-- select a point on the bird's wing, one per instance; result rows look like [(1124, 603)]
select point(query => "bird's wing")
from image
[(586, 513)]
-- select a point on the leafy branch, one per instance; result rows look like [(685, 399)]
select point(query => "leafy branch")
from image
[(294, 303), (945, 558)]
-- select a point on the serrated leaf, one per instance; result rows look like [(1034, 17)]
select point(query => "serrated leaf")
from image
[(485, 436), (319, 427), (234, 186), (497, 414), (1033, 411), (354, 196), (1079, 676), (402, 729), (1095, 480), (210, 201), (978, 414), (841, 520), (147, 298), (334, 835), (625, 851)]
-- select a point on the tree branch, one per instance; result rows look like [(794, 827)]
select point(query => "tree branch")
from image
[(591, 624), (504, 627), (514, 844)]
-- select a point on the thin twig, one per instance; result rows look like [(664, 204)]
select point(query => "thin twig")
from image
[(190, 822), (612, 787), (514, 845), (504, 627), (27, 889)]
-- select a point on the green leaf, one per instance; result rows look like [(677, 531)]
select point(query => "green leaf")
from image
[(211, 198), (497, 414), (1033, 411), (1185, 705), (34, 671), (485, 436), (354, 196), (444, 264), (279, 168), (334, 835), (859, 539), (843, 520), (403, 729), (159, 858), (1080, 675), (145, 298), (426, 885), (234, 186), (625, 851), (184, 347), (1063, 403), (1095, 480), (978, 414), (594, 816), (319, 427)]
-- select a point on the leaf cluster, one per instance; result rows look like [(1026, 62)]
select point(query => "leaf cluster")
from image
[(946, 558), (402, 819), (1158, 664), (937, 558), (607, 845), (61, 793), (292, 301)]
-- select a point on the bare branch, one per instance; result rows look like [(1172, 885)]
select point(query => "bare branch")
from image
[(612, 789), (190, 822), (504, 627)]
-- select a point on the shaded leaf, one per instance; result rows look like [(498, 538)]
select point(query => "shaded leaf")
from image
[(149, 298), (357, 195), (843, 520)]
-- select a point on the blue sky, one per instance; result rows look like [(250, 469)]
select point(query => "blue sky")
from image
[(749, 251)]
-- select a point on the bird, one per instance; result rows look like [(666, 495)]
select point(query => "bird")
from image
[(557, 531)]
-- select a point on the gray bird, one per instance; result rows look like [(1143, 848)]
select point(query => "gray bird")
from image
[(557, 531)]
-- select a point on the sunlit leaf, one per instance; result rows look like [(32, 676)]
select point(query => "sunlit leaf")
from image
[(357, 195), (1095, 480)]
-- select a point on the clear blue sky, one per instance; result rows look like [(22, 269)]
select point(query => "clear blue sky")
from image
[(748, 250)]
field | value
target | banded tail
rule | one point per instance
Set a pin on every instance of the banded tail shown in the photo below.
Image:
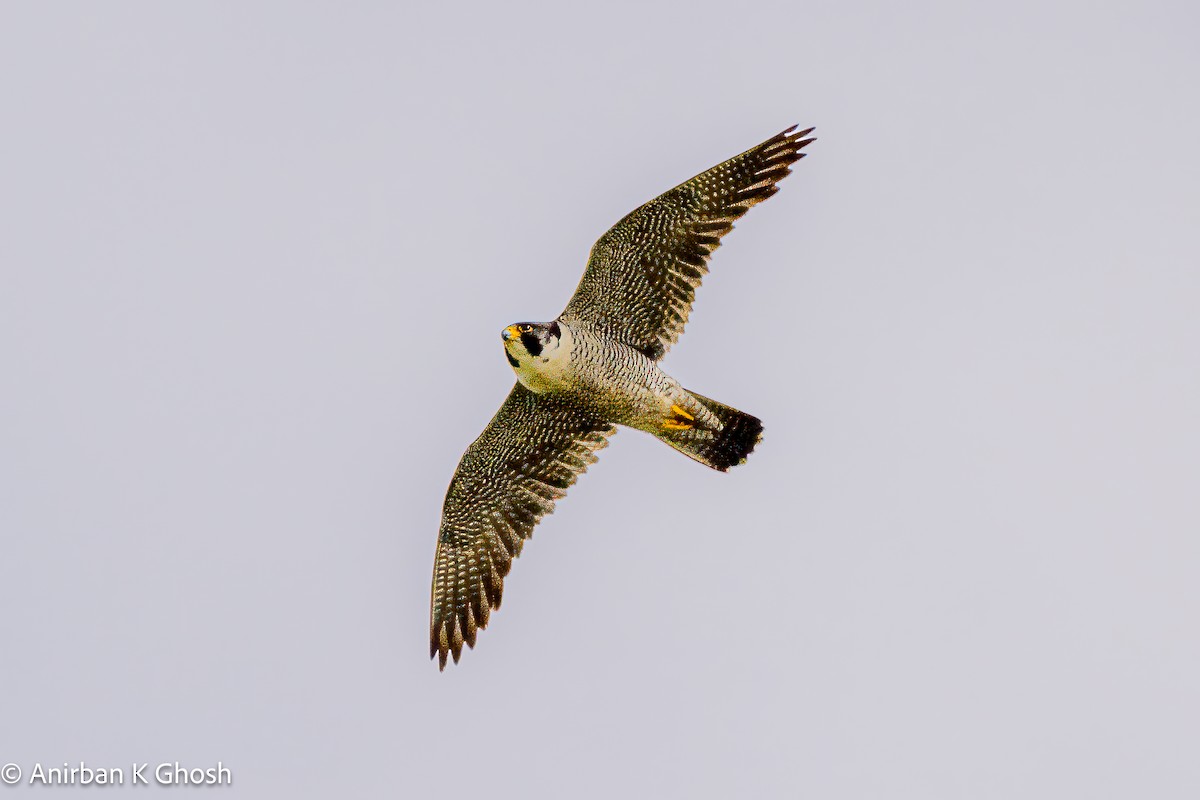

* _ACTION ITEM_
A bare number is required: the count of lines above with the string "serrated".

* _TASK OUTPUT_
2